__Page extract__:

Levodopa treatment linked to 47% lower risk of developing ‘wet’ macular degeneration
January 15, 2026
It turns out the gold-standard treatment for Parkinson’s might be protecting more than just movement—it could be saving eyesight too. New research published this month suggests that Levodopa is significantly linked to a lower risk of developing neovascular Age-Related Macular Degeneration (AMD), the aggressive "wet" form of the condition that is a leading cause of blindness in older adults.
For years, scientists have noticed a curious pattern: people with Parkinson’s seem to develop this specific type of vision loss less often than the general population. Now, a major study from the Sight Outcomes Research Collaborative (SOURCE) has put a number on it. Their data shows that people taking Levodopa had a massive 47% reduced likelihood of their early-stage macular degeneration progressing to the wet form over a five-year period.
The reason for this protective effect appears to lie in the biology of the eye itself. While we typically think of dopamine as the brain’s movement chemical, the retina—the light-sensitive layer at the back of the eye—is also hungry for it. In a healthy eye, dopamine helps regulate blood vessel growth. The theory is that Levodopa, by boosting dopamine levels, essentially tells the eye’s cells to calm down and stop producing the "leaky" blood vessels that characterise wet AMD.

__Given entries__:
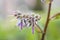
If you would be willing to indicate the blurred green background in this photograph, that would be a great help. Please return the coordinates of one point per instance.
(9, 30)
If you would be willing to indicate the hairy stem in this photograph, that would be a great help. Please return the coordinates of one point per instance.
(54, 16)
(47, 21)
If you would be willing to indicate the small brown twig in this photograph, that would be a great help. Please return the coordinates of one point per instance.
(47, 21)
(54, 16)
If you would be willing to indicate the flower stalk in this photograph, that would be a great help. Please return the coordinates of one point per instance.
(47, 21)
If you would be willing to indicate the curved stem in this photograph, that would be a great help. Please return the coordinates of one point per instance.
(54, 16)
(47, 21)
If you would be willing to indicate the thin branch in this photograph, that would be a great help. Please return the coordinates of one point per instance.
(39, 29)
(54, 16)
(47, 21)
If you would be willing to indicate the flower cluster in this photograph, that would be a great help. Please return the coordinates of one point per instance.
(27, 20)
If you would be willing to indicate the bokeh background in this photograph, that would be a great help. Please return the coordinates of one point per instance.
(8, 28)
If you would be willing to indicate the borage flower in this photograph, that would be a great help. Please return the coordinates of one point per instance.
(27, 20)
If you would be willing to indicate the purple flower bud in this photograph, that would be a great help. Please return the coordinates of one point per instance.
(33, 25)
(21, 24)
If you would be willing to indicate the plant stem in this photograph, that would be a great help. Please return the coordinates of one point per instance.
(47, 21)
(54, 16)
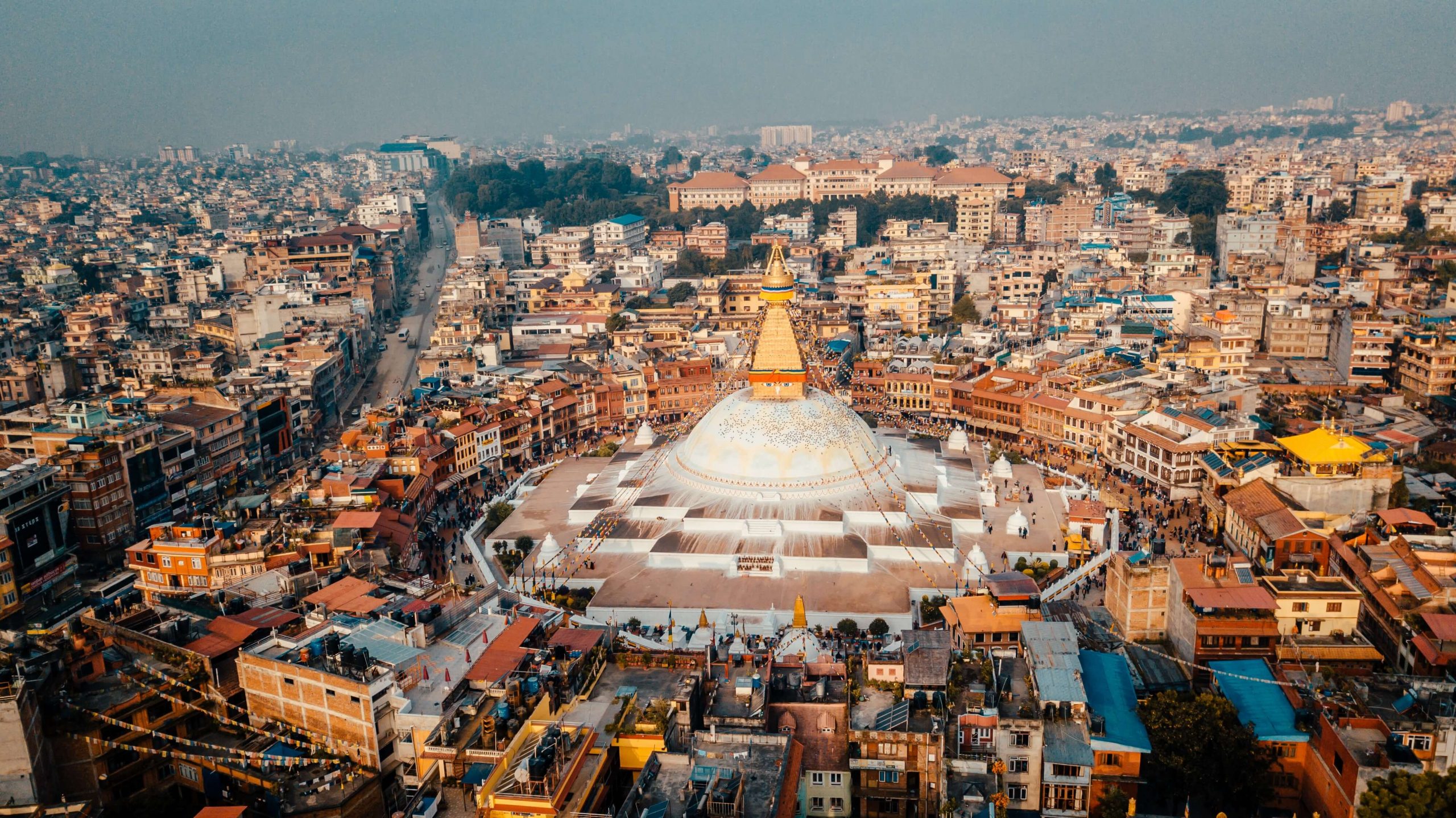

__Work instructions__:
1) In the article on Levodopa and macular degeneration, which group carried out the major study that measured the reduced risk?
2) Continue the article on Levodopa and macular degeneration, picking up after its last sentence.

__Task-by-task answers__:
1) The Sight Outcomes Research Collaborative (SOURCE).

2)
Specifically, the drug seems to trigger a receptor (called GPR143) that puts the brakes on a protein known as VEGF. If you have ever known someone who gets painful injections into their eye for macular degeneration, they are getting anti-VEGF drugs. This study suggests that the oral medication many people with Parkinson’s already take might be doing a similar job from the inside out.
There is good news for the "dry" form of the condition as well. Separate data from the same research wave indicates Levodopa might also reduce the risk of developing Geographic Atrophy—the advanced stage of dry AMD—by around 32%.
This is not a suggestion to start taking Levodopa purely for eye health, but it is a fascinating example of drug repurposing. It highlights how a treatment we have used for decades can still surprise us with hidden benefits, potentially offering a new way to delay vision loss without a needle in sight.